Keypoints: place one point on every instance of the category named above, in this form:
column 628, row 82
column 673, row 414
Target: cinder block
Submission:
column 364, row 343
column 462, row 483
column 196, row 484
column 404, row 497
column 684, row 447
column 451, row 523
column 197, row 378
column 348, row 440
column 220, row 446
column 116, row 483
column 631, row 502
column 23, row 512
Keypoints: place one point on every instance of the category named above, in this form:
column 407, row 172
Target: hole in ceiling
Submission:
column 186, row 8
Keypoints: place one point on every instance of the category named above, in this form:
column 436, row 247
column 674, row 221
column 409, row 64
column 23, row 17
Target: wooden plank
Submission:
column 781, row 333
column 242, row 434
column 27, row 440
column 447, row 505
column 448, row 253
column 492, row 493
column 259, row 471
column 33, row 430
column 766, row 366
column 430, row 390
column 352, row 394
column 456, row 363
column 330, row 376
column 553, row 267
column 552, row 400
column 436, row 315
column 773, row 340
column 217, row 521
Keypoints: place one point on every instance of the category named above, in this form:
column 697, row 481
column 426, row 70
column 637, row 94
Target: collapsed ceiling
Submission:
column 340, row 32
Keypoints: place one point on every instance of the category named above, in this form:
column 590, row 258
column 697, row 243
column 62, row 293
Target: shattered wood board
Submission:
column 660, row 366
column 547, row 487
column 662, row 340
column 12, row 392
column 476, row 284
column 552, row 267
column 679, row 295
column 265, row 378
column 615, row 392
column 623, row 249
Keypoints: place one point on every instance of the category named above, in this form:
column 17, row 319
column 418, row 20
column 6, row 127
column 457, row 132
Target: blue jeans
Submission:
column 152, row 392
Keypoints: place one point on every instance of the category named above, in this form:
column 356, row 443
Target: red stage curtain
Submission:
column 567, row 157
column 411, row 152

* * * * * * *

--- YOUR GOAL ---
Line by line, set down the material exactly as given.

--- ANSWER TO THIS EXERCISE ---
Keypoints: place one point on every instance of the category named above, in this form:
column 628, row 82
column 673, row 414
Target: cinder block
Submission:
column 364, row 343
column 462, row 483
column 196, row 484
column 404, row 497
column 684, row 447
column 451, row 523
column 197, row 378
column 348, row 440
column 220, row 446
column 116, row 483
column 631, row 502
column 23, row 512
Keypoints: place one point on every instance of the category named above, in this form:
column 407, row 172
Target: hole in ceiling
Submission:
column 186, row 8
Keypoints: place one point on every instance of the category named above, in this form:
column 436, row 247
column 674, row 221
column 409, row 64
column 23, row 17
Target: wooden plank
Submission:
column 781, row 333
column 242, row 434
column 27, row 440
column 447, row 505
column 448, row 253
column 492, row 493
column 259, row 471
column 33, row 430
column 766, row 366
column 430, row 390
column 352, row 394
column 456, row 363
column 330, row 376
column 553, row 267
column 552, row 400
column 436, row 315
column 773, row 340
column 217, row 521
Keypoints: place one point on every instance of the category named above, in this form:
column 697, row 481
column 426, row 70
column 637, row 94
Target: collapsed ceiling
Submission:
column 340, row 32
Keypoints: place one point on every instance of the category named above, in this form:
column 590, row 258
column 697, row 243
column 62, row 293
Target: shattered wood board
Submission:
column 660, row 366
column 547, row 487
column 662, row 340
column 12, row 392
column 476, row 284
column 552, row 267
column 679, row 295
column 265, row 378
column 615, row 392
column 623, row 249
Keypoints: place one point on every instance of the category named above, in this form:
column 17, row 319
column 418, row 20
column 6, row 127
column 457, row 132
Target: blue jeans
Submission:
column 152, row 392
Keypoints: place one point on every instance of the category named above, in this form:
column 356, row 443
Target: red stage curtain
Submission:
column 567, row 157
column 411, row 152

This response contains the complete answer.